Problem to solve
Which of the lines below hold "gravel"? Please return each one.
----
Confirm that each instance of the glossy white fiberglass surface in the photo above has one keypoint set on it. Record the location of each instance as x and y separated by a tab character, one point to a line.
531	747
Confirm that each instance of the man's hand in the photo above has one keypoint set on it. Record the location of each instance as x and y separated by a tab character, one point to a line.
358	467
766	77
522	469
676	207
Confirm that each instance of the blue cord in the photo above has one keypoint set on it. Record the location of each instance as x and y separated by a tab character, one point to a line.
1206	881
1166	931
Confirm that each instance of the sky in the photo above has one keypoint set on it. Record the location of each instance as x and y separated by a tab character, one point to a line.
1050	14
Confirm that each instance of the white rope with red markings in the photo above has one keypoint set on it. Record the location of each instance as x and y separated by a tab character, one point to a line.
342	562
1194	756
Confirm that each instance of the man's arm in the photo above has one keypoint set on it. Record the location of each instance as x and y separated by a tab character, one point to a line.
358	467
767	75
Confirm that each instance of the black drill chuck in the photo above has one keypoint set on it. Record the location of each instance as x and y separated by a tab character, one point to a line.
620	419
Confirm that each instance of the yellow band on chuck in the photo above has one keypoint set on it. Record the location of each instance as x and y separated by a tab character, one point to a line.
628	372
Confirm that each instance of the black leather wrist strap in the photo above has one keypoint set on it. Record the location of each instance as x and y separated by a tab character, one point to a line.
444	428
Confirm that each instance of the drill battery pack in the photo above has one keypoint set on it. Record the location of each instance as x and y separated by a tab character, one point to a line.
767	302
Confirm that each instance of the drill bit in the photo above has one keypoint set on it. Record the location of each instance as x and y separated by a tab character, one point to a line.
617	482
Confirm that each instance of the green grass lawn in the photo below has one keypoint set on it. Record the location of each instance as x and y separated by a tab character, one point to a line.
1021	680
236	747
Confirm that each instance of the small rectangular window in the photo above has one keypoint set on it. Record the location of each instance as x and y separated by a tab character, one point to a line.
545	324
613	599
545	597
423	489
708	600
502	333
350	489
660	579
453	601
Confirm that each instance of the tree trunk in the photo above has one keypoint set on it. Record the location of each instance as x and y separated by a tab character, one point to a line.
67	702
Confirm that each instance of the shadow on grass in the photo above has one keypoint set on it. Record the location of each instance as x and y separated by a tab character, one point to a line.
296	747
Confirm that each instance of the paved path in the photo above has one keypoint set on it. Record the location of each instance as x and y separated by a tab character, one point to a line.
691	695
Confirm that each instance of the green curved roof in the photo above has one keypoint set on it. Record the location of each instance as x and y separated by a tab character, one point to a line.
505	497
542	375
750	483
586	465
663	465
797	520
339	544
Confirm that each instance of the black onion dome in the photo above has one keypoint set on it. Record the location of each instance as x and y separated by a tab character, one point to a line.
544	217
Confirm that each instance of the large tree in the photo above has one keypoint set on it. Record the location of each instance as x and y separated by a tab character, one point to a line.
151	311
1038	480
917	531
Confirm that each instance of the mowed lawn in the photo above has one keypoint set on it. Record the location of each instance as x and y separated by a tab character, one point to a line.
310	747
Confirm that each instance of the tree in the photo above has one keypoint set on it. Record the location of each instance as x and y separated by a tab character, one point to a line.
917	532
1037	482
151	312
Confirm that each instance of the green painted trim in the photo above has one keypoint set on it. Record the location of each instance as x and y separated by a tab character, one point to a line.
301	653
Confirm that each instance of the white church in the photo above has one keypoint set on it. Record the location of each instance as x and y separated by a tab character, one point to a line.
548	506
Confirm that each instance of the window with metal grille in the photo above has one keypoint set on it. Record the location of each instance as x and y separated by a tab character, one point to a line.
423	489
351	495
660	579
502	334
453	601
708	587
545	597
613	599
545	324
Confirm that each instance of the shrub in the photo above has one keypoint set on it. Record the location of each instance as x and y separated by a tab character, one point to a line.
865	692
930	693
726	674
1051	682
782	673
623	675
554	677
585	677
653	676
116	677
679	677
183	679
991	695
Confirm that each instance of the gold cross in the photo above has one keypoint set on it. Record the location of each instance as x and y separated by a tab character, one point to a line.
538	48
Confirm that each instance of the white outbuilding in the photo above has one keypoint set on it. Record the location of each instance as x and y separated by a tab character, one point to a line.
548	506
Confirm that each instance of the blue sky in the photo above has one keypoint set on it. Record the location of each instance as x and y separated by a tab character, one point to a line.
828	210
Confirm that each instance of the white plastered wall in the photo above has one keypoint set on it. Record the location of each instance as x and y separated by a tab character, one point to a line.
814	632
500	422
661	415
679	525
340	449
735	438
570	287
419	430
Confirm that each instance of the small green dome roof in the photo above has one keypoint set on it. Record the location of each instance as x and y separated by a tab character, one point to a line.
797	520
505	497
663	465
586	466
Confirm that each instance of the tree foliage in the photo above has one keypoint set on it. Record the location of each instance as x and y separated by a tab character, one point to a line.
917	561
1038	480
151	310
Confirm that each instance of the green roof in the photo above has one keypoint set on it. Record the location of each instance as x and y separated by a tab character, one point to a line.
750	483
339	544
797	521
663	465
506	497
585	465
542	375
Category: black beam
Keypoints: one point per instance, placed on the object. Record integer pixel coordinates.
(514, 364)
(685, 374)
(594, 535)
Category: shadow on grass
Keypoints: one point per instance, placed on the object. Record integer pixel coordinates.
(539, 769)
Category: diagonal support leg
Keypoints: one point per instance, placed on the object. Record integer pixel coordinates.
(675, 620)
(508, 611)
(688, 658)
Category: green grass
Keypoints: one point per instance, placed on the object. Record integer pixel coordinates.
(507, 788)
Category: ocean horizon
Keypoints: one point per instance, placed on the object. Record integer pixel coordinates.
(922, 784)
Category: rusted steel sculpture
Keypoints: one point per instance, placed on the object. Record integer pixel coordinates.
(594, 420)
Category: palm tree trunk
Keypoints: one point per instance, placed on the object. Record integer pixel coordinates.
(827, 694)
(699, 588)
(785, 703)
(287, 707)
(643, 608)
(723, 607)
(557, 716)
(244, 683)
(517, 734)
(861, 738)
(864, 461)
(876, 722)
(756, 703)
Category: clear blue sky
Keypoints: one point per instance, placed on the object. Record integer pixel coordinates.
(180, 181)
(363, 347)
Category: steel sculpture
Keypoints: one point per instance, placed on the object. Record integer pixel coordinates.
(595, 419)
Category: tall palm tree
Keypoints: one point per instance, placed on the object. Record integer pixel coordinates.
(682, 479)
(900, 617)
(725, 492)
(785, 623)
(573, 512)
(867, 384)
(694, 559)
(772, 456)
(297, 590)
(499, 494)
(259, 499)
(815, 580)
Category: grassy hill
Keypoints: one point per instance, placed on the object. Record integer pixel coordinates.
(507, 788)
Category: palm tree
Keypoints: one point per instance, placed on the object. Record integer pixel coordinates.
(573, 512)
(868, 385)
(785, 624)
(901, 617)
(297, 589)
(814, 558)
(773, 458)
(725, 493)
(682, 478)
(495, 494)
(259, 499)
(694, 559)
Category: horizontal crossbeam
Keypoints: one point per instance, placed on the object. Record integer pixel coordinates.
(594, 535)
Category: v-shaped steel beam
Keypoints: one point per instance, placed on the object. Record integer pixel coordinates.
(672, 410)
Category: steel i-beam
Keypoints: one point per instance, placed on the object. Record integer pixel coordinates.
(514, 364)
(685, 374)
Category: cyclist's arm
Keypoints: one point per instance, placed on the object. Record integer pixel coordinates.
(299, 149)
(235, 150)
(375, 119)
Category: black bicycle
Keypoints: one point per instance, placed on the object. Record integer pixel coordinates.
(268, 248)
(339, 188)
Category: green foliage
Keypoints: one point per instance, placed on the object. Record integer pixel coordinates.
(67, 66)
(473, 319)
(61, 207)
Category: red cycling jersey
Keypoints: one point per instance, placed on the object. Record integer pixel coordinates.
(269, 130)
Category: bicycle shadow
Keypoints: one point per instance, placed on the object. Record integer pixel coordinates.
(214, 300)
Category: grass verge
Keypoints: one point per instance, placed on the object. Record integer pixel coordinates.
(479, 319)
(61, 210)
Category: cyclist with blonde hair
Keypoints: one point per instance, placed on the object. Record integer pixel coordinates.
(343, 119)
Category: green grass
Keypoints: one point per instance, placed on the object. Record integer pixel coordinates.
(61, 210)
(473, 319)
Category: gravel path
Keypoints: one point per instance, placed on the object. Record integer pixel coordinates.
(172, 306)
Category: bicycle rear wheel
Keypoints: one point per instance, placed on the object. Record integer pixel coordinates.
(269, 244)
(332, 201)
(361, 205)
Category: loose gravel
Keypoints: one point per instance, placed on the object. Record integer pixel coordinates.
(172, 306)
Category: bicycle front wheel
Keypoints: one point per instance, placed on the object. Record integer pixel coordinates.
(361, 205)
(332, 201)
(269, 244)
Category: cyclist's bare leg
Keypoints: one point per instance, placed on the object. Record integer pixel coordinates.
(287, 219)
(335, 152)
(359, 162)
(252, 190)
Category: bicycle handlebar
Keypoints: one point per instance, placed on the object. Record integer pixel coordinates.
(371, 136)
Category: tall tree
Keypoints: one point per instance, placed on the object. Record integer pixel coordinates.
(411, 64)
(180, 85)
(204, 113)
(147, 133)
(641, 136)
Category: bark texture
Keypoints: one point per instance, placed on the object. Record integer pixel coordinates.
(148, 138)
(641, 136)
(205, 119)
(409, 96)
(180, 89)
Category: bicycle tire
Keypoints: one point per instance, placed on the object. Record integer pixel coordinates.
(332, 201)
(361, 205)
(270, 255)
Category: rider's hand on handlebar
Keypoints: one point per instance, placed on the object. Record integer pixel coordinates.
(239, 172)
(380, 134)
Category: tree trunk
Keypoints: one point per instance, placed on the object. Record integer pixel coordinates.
----
Solution to this problem
Category: gravel path
Category: loose gravel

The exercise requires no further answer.